Pick out each line of the records below that contains the string "green", and copy those lines.

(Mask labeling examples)
========================================
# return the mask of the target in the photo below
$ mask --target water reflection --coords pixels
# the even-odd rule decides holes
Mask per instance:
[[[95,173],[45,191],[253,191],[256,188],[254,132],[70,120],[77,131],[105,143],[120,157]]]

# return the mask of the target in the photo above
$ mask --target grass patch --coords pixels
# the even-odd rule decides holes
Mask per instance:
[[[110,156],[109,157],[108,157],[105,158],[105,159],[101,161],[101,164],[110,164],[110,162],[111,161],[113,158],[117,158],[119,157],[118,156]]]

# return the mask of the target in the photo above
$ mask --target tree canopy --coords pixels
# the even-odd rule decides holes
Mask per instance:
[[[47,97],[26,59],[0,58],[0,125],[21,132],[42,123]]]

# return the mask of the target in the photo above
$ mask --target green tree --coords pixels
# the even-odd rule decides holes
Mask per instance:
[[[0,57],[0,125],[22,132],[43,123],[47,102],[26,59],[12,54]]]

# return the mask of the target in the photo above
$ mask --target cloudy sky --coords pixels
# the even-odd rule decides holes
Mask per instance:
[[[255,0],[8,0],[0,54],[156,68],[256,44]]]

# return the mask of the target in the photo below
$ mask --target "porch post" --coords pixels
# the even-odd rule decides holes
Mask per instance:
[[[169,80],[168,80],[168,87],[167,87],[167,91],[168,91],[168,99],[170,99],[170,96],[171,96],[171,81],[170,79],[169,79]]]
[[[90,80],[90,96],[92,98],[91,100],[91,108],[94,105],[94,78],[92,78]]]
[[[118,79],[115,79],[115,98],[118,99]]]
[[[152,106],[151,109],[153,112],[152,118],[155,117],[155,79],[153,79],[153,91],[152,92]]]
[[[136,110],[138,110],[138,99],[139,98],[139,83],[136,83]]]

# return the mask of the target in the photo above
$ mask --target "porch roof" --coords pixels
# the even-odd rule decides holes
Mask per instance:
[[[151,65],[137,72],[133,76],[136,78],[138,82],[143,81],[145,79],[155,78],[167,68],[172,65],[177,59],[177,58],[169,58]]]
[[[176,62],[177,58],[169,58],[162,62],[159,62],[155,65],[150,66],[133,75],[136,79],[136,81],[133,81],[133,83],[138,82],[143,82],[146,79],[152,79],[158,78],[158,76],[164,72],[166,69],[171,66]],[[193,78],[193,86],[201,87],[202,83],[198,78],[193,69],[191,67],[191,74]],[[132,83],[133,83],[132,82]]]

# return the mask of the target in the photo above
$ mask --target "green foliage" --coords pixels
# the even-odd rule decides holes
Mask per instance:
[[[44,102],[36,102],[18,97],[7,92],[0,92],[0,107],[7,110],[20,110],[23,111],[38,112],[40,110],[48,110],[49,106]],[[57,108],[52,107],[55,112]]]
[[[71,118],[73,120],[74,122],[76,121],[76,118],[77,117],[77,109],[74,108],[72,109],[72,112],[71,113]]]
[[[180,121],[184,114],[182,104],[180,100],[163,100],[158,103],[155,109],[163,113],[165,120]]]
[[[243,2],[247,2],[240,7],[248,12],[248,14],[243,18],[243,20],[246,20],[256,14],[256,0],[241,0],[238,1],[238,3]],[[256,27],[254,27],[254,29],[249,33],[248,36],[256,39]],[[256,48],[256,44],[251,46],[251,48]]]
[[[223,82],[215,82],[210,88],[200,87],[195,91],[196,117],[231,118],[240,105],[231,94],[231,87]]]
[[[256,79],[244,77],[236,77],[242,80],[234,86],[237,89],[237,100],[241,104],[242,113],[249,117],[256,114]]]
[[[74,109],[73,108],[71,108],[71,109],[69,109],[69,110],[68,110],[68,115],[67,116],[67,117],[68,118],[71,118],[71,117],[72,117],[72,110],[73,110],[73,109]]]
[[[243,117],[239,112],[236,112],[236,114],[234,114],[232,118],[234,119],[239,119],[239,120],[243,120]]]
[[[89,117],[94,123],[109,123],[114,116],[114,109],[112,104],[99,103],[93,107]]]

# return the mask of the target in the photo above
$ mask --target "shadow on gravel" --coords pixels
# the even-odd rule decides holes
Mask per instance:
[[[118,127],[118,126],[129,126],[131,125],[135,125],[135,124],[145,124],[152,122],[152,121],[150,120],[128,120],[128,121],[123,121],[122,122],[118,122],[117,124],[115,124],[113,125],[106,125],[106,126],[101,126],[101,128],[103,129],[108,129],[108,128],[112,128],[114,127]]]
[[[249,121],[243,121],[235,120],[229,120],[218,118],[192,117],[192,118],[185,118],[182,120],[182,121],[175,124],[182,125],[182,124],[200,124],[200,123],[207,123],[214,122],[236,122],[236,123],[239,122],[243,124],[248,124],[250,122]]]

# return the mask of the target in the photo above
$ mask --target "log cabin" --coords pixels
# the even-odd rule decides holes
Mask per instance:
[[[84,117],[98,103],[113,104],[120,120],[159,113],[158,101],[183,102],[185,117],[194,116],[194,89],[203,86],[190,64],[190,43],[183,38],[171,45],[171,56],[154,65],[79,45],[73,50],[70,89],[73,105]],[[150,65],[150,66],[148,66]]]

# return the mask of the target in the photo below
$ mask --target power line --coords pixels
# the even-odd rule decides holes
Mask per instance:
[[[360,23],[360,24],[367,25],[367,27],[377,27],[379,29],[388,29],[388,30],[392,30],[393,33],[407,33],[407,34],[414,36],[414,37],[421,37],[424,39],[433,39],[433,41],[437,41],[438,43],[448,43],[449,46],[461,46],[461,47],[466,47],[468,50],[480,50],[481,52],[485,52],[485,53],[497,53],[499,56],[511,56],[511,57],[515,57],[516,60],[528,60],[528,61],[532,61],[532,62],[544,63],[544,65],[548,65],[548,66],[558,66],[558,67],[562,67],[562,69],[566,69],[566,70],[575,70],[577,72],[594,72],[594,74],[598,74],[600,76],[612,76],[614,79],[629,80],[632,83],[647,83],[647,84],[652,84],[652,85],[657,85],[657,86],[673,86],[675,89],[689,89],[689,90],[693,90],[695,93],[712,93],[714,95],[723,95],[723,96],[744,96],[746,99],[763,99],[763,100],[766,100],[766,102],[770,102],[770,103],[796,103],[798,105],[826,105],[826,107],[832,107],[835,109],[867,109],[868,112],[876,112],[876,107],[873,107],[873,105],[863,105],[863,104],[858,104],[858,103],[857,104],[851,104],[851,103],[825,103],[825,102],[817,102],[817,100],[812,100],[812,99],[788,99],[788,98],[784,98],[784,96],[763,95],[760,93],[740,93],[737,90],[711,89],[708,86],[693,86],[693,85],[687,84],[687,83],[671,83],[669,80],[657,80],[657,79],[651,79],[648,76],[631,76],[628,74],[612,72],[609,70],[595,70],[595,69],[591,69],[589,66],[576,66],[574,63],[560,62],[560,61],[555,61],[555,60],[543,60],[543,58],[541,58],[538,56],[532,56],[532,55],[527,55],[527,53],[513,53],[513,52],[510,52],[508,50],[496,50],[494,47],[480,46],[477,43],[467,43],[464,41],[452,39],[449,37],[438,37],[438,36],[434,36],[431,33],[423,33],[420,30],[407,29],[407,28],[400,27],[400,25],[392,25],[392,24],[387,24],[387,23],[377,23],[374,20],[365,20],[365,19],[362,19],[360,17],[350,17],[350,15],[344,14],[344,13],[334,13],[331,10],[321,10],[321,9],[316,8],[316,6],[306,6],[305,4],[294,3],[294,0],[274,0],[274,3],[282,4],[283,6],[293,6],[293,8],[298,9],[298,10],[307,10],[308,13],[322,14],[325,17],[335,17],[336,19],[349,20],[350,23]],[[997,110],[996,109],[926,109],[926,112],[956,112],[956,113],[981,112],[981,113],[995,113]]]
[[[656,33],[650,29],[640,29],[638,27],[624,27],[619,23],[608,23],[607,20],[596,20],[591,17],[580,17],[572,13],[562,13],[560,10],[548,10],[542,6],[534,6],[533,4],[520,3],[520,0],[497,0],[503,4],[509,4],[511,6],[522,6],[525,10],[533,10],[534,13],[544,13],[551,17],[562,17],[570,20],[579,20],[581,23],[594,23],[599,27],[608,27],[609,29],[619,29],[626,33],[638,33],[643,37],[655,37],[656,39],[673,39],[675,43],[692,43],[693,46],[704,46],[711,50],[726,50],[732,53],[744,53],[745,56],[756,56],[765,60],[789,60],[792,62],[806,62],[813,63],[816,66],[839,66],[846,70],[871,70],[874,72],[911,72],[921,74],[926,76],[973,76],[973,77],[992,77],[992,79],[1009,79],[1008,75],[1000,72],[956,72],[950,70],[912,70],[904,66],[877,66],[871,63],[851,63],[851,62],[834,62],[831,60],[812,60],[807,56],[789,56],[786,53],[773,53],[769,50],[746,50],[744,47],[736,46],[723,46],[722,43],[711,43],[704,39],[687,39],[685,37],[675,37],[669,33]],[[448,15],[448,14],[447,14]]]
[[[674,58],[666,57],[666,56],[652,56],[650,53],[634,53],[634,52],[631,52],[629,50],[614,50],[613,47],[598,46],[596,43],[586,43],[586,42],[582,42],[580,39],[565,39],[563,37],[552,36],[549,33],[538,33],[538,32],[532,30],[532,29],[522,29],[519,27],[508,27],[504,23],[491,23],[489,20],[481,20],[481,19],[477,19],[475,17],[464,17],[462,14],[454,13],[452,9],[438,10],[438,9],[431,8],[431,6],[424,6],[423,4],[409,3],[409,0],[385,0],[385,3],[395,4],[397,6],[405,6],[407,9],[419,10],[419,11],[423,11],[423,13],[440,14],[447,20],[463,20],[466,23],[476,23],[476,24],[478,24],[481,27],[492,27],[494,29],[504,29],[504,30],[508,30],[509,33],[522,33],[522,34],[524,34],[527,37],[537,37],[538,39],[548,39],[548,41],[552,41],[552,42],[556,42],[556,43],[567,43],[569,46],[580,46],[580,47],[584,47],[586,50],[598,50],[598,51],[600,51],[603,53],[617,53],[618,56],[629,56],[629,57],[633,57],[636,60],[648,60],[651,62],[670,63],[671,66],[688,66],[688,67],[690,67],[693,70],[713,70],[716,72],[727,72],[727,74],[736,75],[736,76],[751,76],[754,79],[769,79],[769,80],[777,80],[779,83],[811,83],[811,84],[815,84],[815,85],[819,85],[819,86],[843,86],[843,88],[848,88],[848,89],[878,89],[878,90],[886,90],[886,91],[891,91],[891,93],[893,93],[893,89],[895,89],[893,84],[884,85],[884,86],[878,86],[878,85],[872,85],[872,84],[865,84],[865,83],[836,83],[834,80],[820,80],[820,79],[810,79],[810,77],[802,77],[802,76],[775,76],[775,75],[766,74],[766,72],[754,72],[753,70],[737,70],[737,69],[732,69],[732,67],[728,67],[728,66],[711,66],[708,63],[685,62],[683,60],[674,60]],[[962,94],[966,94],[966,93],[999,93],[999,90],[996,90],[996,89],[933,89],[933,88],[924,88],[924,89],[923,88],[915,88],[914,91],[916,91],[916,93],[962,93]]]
========================================
> _Problem solution_:
$ mask --target green tree --coords pixels
$ mask --target "green foliage" --coords pixels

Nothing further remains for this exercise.